Point annotation dataset records:
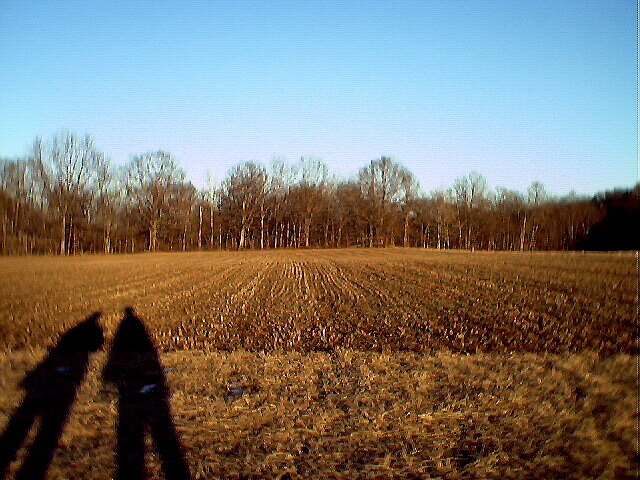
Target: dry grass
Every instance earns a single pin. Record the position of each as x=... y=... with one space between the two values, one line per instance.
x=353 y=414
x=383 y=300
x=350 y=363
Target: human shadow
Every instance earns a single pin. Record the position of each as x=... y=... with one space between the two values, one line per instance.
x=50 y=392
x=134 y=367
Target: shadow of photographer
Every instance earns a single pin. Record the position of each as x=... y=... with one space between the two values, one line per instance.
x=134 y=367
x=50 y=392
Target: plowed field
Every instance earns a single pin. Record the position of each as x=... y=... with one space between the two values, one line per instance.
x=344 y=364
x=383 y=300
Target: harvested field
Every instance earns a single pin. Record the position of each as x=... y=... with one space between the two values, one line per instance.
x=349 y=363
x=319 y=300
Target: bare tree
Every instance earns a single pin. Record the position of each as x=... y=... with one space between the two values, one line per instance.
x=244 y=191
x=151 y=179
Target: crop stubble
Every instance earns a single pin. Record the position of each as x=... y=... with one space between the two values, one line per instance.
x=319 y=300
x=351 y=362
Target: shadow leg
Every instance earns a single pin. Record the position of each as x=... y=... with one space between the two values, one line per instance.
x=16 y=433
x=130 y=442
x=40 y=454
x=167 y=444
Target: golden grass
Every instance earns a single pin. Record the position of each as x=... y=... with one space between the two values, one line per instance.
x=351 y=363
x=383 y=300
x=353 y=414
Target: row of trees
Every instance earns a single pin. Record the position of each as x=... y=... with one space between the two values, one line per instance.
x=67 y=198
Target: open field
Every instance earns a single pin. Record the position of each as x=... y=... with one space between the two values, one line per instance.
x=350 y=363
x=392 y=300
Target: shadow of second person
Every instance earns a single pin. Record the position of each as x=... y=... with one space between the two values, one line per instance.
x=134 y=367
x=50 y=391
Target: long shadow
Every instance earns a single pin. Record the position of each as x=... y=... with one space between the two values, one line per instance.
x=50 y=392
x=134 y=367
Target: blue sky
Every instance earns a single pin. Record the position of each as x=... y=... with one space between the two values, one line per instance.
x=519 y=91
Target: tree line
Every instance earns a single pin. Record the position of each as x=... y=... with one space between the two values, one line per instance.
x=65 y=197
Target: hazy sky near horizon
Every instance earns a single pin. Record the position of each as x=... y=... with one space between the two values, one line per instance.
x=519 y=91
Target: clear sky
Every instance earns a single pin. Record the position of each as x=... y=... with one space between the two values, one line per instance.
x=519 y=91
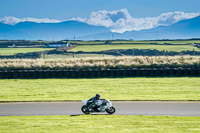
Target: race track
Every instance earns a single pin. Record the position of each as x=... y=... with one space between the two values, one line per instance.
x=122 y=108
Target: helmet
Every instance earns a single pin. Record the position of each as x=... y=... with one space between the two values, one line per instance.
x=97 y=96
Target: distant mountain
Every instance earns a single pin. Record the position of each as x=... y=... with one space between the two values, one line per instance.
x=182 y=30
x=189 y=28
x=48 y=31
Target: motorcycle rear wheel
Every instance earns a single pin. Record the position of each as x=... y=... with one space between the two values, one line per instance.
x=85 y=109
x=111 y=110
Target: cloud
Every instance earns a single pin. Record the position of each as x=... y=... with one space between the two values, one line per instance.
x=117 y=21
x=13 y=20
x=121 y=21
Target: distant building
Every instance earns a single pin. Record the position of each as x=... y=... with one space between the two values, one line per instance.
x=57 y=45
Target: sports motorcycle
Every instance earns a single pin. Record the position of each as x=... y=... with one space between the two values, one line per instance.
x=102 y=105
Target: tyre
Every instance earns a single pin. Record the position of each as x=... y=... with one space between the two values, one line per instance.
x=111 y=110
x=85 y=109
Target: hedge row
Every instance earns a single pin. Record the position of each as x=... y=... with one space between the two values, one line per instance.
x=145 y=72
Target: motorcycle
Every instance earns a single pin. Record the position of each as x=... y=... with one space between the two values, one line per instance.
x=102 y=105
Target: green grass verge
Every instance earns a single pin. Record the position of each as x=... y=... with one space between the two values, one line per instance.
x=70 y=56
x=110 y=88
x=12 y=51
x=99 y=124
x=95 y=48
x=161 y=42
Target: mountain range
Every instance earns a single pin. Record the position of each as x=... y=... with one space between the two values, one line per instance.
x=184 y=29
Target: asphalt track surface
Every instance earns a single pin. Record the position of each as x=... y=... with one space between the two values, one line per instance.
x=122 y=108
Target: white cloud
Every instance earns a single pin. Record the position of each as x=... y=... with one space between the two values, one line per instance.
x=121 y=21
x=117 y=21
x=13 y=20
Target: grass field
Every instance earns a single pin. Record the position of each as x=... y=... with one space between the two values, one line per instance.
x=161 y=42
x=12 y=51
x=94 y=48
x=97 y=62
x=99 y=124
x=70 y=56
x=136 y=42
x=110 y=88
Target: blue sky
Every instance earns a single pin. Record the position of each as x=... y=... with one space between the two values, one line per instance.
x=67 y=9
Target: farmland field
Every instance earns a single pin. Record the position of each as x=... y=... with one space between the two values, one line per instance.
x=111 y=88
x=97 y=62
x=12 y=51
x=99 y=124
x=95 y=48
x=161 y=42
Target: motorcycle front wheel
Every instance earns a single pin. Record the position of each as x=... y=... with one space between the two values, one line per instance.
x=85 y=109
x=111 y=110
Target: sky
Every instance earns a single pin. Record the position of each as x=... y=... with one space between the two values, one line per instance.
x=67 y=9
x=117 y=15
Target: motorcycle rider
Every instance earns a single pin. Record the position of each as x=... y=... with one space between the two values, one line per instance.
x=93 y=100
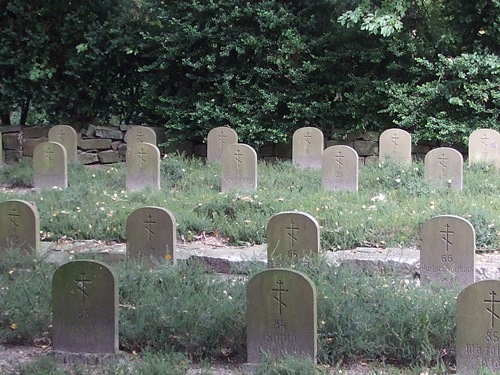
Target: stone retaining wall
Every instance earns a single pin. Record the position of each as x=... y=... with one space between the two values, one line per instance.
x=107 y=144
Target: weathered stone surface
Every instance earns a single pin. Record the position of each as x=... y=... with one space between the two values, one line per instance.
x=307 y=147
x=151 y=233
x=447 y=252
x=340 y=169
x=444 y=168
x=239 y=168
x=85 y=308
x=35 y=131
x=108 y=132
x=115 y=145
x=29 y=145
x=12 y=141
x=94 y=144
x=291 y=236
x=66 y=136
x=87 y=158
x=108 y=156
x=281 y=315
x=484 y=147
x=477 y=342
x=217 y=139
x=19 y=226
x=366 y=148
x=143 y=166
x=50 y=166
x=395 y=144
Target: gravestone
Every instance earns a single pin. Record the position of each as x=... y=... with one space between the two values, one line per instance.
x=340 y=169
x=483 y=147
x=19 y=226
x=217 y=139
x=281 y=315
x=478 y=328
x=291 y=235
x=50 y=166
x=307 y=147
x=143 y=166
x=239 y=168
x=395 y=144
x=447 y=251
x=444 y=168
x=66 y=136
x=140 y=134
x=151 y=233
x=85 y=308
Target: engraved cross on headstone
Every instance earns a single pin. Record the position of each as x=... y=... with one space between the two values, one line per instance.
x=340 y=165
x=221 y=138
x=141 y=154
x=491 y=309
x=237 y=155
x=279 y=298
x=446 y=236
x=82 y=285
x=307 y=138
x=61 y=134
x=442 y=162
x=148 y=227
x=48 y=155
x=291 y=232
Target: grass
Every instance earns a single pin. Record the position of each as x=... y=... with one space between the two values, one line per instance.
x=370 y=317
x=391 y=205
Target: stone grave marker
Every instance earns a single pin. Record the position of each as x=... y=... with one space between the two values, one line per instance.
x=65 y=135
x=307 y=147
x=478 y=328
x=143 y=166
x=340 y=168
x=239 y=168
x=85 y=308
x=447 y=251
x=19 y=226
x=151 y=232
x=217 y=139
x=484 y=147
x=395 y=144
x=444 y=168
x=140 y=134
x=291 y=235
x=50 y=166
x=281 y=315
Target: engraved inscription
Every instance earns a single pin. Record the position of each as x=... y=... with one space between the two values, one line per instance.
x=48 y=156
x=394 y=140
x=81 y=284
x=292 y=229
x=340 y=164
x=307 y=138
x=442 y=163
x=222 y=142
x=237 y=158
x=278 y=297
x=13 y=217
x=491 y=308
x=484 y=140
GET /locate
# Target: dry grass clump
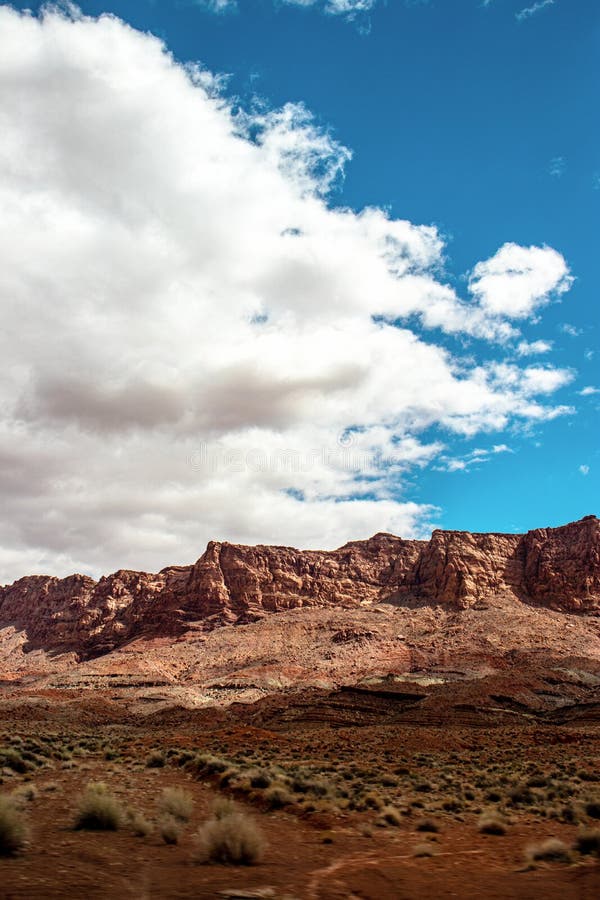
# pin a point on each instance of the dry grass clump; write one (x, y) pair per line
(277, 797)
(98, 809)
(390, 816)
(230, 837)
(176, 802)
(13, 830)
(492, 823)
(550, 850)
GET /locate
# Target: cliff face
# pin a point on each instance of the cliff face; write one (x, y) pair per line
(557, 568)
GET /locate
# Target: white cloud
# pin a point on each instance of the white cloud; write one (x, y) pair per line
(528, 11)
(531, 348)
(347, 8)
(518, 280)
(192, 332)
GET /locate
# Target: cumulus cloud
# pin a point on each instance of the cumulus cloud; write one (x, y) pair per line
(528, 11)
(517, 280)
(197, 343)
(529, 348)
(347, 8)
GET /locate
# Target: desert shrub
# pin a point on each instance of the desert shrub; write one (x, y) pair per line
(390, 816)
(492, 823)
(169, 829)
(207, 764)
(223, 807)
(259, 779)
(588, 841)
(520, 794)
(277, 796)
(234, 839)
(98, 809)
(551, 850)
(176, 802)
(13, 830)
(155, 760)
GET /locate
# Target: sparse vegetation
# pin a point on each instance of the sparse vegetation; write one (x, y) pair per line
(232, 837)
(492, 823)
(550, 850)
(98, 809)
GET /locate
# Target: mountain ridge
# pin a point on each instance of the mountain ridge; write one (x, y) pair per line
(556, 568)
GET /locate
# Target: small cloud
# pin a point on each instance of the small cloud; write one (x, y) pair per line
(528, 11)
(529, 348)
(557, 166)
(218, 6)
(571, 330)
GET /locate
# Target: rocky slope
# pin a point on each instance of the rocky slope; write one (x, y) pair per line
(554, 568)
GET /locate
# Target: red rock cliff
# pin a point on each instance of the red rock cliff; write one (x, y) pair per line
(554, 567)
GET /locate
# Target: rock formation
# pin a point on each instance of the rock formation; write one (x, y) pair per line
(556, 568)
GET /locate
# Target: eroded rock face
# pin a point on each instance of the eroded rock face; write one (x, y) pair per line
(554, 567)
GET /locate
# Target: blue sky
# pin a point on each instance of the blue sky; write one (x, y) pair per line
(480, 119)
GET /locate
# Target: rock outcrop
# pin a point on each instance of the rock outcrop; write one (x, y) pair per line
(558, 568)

■ **Exercise goal**
Reproduce the records word for word, from their beginning through the line containing "x=351 y=362", including that line. Omit the pictures.

■ **Exercise response**
Target: dry grass
Every instance earns a single pin. Record the position of each as x=... y=... with one space between the two values, one line per instance.
x=353 y=414
x=383 y=300
x=350 y=363
Target: human shadow
Every instance earns a single pin. Record the position of each as x=... y=... with one space between the two values, one line per instance.
x=50 y=392
x=134 y=367
Target: shadow of photographer
Every instance earns a single pin. Record the position of each as x=... y=... with one space between the two values, one line per instance.
x=134 y=367
x=50 y=392
Target: plowed field
Every instance earns a single pin. Record the position of each as x=... y=... with one space between the two values, one line per instance.
x=344 y=364
x=383 y=300
Target: harvested field
Every instance earns a single pin. Record the position of each as x=... y=... with one space between the two values, one line per instance.
x=349 y=363
x=319 y=300
Target: bare tree
Every instance earns a single pin. Record the position of each as x=... y=... with one space between the two values, one line per instance.
x=244 y=191
x=151 y=179
Target: crop stubble
Every instance earns a single pin. Record the position of each as x=... y=... with one space between the two values, one line per instance.
x=319 y=300
x=351 y=362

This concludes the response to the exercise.